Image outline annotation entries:
┏━━

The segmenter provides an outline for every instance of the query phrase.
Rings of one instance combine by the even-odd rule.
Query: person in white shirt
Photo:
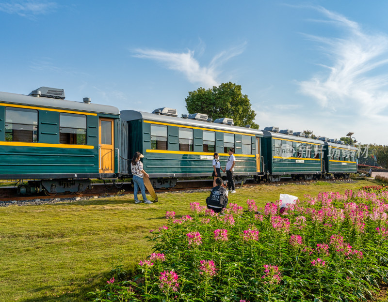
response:
[[[133,195],[135,197],[135,203],[141,202],[137,199],[137,192],[139,188],[142,192],[142,196],[144,203],[152,203],[150,200],[147,199],[146,196],[146,187],[144,186],[143,177],[149,177],[149,176],[143,168],[143,163],[140,161],[140,159],[144,157],[140,152],[136,152],[133,155],[130,163],[130,170],[133,175],[132,179],[133,180]]]
[[[229,153],[229,157],[227,159],[226,166],[225,167],[225,170],[226,170],[227,186],[229,190],[231,188],[232,191],[230,191],[231,193],[235,193],[236,190],[235,190],[234,180],[233,179],[233,167],[236,164],[236,157],[235,157],[233,155],[234,149],[230,148],[229,149],[228,153]]]
[[[224,172],[225,170],[221,168],[221,164],[220,163],[219,159],[218,159],[218,158],[220,157],[218,153],[216,152],[213,154],[213,157],[214,158],[213,160],[212,165],[213,171],[211,176],[213,177],[213,187],[214,188],[216,186],[215,180],[217,178],[221,177],[221,170],[222,170]]]

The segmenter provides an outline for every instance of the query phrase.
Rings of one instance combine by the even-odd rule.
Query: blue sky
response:
[[[241,85],[263,129],[387,144],[388,2],[0,1],[0,91],[186,113]]]

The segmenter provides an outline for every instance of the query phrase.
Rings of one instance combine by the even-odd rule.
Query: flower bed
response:
[[[155,253],[130,281],[110,279],[94,301],[366,301],[388,283],[388,192],[305,196],[225,216],[191,204],[152,231]],[[104,299],[109,299],[104,300]]]

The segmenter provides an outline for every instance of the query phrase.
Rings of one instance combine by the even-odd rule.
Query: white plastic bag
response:
[[[292,196],[289,194],[280,194],[280,200],[282,202],[280,208],[287,206],[287,204],[295,204],[299,198],[296,196]]]

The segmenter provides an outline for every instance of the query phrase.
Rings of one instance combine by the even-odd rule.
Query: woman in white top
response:
[[[221,165],[220,163],[220,161],[218,159],[219,157],[219,155],[218,155],[218,153],[216,152],[213,154],[213,157],[214,159],[213,160],[213,174],[211,176],[213,177],[213,187],[214,188],[216,186],[215,183],[215,180],[216,180],[218,177],[221,177],[221,170],[222,169],[221,168]],[[225,172],[225,170],[222,170],[224,172]]]
[[[144,203],[152,203],[150,200],[147,199],[146,196],[146,187],[144,186],[143,177],[149,177],[149,175],[143,170],[143,163],[140,161],[140,159],[144,157],[140,152],[136,152],[133,155],[130,163],[130,170],[133,175],[132,179],[133,180],[133,195],[135,197],[135,203],[141,202],[137,199],[137,192],[139,188],[142,192],[142,196]]]

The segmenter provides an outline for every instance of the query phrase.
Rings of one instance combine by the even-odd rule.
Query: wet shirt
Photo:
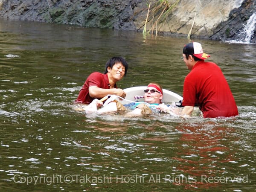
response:
[[[205,118],[238,115],[227,82],[214,63],[195,64],[185,79],[183,98],[183,106],[198,105]]]
[[[134,102],[132,103],[128,103],[128,104],[124,105],[124,106],[127,108],[133,110],[135,109],[139,105],[141,104],[145,104],[148,105],[148,107],[149,107],[150,109],[151,109],[154,113],[159,112],[159,110],[156,108],[156,106],[159,105],[157,103],[152,103],[150,104],[145,102]]]
[[[90,103],[96,99],[91,97],[89,94],[89,87],[93,86],[103,89],[109,89],[110,84],[108,74],[104,74],[99,72],[93,72],[91,73],[84,82],[75,102],[86,104]],[[116,84],[115,84],[114,87],[117,88]]]

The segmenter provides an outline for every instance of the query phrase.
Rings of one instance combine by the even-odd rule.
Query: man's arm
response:
[[[108,95],[115,95],[125,98],[126,93],[122,89],[103,89],[97,86],[89,87],[90,96],[94,98],[102,98]]]
[[[182,110],[180,114],[181,115],[191,115],[193,109],[193,106],[185,106]]]

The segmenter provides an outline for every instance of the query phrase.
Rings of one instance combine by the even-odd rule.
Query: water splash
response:
[[[256,12],[253,13],[247,20],[246,25],[239,34],[241,39],[238,40],[231,40],[229,42],[233,43],[241,43],[250,44],[252,37],[253,35],[255,24],[256,24]]]

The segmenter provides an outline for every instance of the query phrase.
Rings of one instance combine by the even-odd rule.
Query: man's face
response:
[[[108,71],[109,72],[109,76],[118,81],[122,79],[125,76],[125,67],[121,63],[116,63],[112,67],[108,68]]]

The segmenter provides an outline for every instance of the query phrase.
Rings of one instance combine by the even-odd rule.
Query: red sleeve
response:
[[[196,102],[196,90],[195,85],[186,80],[183,87],[183,106],[195,106]]]

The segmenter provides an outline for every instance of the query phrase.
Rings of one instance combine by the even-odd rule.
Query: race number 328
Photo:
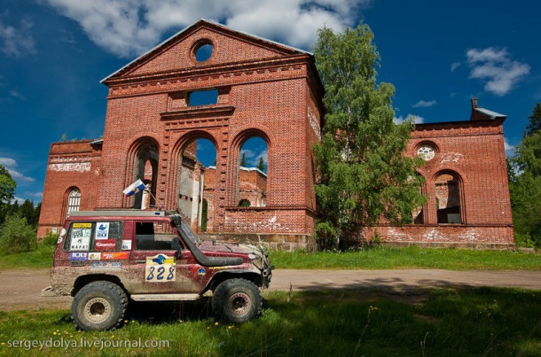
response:
[[[146,266],[145,276],[147,283],[174,282],[176,278],[175,266],[171,264]]]

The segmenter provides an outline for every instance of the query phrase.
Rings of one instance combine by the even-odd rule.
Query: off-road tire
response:
[[[226,280],[212,294],[212,312],[221,320],[244,322],[257,316],[262,307],[259,289],[246,279]]]
[[[117,284],[106,281],[84,285],[75,295],[71,317],[85,331],[114,329],[124,320],[128,297]]]

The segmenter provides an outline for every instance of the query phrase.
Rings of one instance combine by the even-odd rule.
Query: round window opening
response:
[[[208,43],[203,43],[195,48],[195,60],[198,62],[205,62],[210,58],[213,50],[212,44]]]
[[[434,146],[425,144],[417,149],[417,155],[425,161],[429,161],[435,156],[435,149]]]

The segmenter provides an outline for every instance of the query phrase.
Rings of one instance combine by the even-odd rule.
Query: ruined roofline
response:
[[[207,168],[209,168],[209,169],[211,169],[211,170],[216,170],[216,167],[213,165],[213,166],[209,166],[209,167],[207,167]],[[257,171],[257,172],[258,172],[258,173],[260,173],[261,175],[264,175],[265,177],[267,177],[267,174],[265,174],[264,172],[261,171],[261,170],[260,170],[259,168],[257,168],[257,167],[239,167],[239,168],[240,168],[242,171]]]
[[[137,62],[140,61],[144,58],[146,58],[146,57],[150,56],[156,50],[158,50],[159,48],[164,46],[169,41],[172,41],[173,39],[175,39],[176,37],[177,37],[177,36],[181,35],[182,34],[187,32],[191,28],[194,27],[199,23],[207,23],[207,24],[209,24],[209,25],[213,25],[213,26],[221,27],[221,28],[225,29],[227,31],[235,32],[237,34],[239,34],[239,35],[245,35],[245,36],[247,36],[247,37],[250,37],[250,38],[253,38],[253,39],[255,39],[255,40],[258,40],[258,41],[262,41],[262,42],[265,42],[265,43],[270,43],[270,44],[272,44],[274,46],[278,46],[278,47],[281,47],[283,49],[286,49],[286,50],[294,50],[294,51],[297,51],[297,52],[304,53],[304,54],[310,55],[310,57],[314,56],[313,53],[309,52],[309,51],[304,50],[297,49],[295,47],[292,47],[292,46],[289,46],[289,45],[286,45],[286,44],[284,44],[284,43],[277,43],[275,41],[269,40],[269,39],[266,39],[266,38],[263,38],[263,37],[259,37],[259,36],[256,36],[255,35],[251,35],[251,34],[248,34],[248,33],[246,33],[246,32],[238,31],[238,30],[235,30],[235,29],[231,28],[231,27],[228,27],[225,25],[222,25],[222,24],[220,24],[218,22],[214,22],[214,21],[211,21],[211,20],[208,20],[208,19],[200,19],[198,21],[192,23],[192,25],[187,26],[186,27],[184,27],[182,30],[178,31],[176,34],[173,35],[172,36],[167,38],[165,41],[161,42],[161,43],[157,44],[156,46],[153,47],[152,49],[150,49],[146,52],[143,53],[141,56],[138,56],[137,58],[136,58],[134,60],[132,60],[131,62],[129,62],[126,66],[122,66],[122,68],[118,69],[117,71],[114,72],[113,74],[107,75],[106,77],[105,77],[104,79],[99,81],[99,82],[100,83],[105,83],[106,81],[111,79],[112,77],[115,76],[116,74],[118,74],[123,72],[124,70],[128,69],[129,67],[130,67],[131,66],[135,65]]]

┗━━

The request: How many lines of the material above contain the string "white", with case counting? Reply with the number alone.

Response below: 3